═══ DATA ROWS ═══
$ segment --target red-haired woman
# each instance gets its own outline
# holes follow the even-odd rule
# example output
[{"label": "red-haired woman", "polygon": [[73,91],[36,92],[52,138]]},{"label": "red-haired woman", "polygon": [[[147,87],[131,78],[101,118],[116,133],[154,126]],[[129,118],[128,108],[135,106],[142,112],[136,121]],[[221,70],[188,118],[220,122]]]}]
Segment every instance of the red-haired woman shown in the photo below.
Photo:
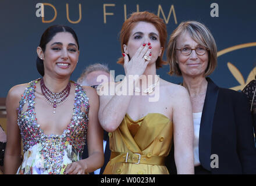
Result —
[{"label": "red-haired woman", "polygon": [[123,24],[118,63],[126,77],[115,95],[100,96],[99,119],[110,132],[112,151],[104,174],[169,174],[165,158],[173,140],[178,173],[194,173],[188,92],[157,75],[166,38],[163,21],[148,12],[133,13]]}]

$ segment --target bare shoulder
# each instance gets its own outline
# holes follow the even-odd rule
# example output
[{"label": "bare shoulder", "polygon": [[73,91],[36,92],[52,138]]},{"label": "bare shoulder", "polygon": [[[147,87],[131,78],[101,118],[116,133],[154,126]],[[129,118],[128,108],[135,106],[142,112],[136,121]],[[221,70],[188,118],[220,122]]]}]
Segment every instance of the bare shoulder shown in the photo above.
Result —
[{"label": "bare shoulder", "polygon": [[87,97],[89,98],[89,101],[90,99],[98,99],[98,96],[95,88],[88,86],[83,86],[82,88],[86,92]]},{"label": "bare shoulder", "polygon": [[182,98],[184,96],[188,96],[189,95],[187,89],[179,84],[161,80],[161,85],[166,92],[171,96]]},{"label": "bare shoulder", "polygon": [[26,88],[27,87],[28,83],[22,84],[13,86],[8,92],[7,95],[6,106],[6,109],[9,107],[17,108],[21,99],[21,96],[24,94]]},{"label": "bare shoulder", "polygon": [[9,91],[7,96],[12,98],[20,98],[28,84],[29,83],[24,83],[12,87]]}]

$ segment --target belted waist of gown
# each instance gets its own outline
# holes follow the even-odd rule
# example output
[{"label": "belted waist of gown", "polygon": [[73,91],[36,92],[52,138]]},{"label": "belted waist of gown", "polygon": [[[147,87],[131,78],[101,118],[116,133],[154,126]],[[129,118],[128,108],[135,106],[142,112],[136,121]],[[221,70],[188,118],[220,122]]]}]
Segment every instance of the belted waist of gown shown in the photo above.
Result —
[{"label": "belted waist of gown", "polygon": [[111,152],[111,164],[118,162],[134,164],[165,165],[165,156],[153,156],[151,152],[146,155],[132,152]]}]

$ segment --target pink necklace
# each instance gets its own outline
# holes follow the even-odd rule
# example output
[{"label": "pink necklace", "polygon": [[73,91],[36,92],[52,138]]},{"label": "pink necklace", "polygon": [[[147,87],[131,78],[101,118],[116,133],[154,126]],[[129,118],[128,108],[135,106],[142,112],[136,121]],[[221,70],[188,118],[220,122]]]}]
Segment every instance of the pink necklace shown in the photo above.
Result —
[{"label": "pink necklace", "polygon": [[45,101],[54,106],[54,113],[56,113],[57,106],[62,105],[66,100],[70,92],[70,82],[61,92],[54,93],[51,91],[44,84],[44,79],[40,82],[41,90],[45,99]]}]

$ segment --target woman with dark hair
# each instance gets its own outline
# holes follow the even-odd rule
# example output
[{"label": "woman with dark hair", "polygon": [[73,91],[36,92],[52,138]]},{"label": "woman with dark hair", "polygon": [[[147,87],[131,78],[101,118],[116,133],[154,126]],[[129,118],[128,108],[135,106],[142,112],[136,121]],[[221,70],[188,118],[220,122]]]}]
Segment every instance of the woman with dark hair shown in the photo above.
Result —
[{"label": "woman with dark hair", "polygon": [[251,80],[244,88],[242,92],[246,94],[249,100],[250,110],[251,110],[253,119],[255,139],[256,133],[256,76],[255,77],[255,80]]},{"label": "woman with dark hair", "polygon": [[[195,174],[256,173],[246,96],[219,87],[207,77],[217,65],[209,30],[197,22],[181,23],[170,35],[166,55],[169,74],[182,76],[192,103]],[[176,149],[175,144],[175,153]]]},{"label": "woman with dark hair", "polygon": [[[37,52],[42,78],[12,87],[7,96],[5,174],[93,171],[104,162],[99,101],[94,89],[70,80],[79,56],[76,34],[69,27],[52,26]],[[86,138],[89,157],[81,159]]]},{"label": "woman with dark hair", "polygon": [[123,24],[118,63],[126,77],[115,85],[116,94],[100,96],[99,119],[110,132],[112,151],[104,174],[169,174],[165,159],[173,140],[178,173],[194,173],[188,92],[157,75],[166,38],[163,21],[148,12],[134,13]]}]

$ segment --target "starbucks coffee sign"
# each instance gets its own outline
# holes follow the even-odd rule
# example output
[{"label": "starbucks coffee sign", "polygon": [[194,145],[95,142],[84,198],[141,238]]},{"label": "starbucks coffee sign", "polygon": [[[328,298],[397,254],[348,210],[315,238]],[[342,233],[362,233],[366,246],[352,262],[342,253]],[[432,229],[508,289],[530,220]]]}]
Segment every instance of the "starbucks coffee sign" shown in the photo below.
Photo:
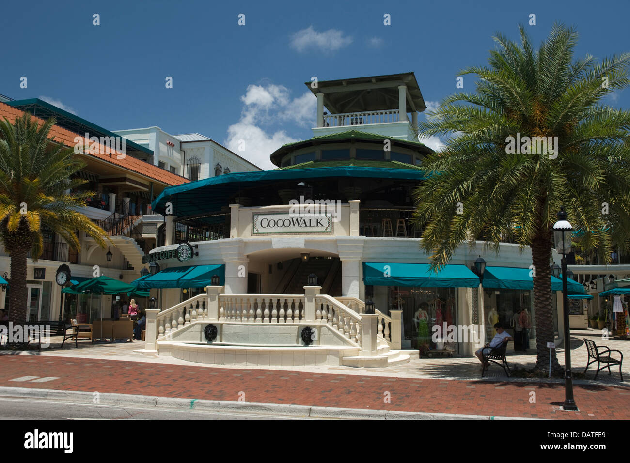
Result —
[{"label": "starbucks coffee sign", "polygon": [[332,232],[333,219],[330,214],[276,212],[252,214],[253,235]]}]

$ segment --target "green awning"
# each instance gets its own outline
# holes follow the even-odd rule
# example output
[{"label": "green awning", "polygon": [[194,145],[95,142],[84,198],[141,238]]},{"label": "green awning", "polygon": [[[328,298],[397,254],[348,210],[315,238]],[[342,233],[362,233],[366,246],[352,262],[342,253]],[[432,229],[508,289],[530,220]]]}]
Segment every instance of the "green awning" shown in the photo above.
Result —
═══
§ **TASK DETAILS**
Locate each line in the items above that contains the string "target" and copy those lines. Matching is case-sensitive.

§ **EXERCISE RESULT**
$ segment --target red-haired woman
$ segment --target bare shoulder
$ segment --target belted waist of gown
$ segment --target pink necklace
$ segment --target woman with dark hair
$ segment --target "starbucks coffee sign"
$ segment --target "green awning"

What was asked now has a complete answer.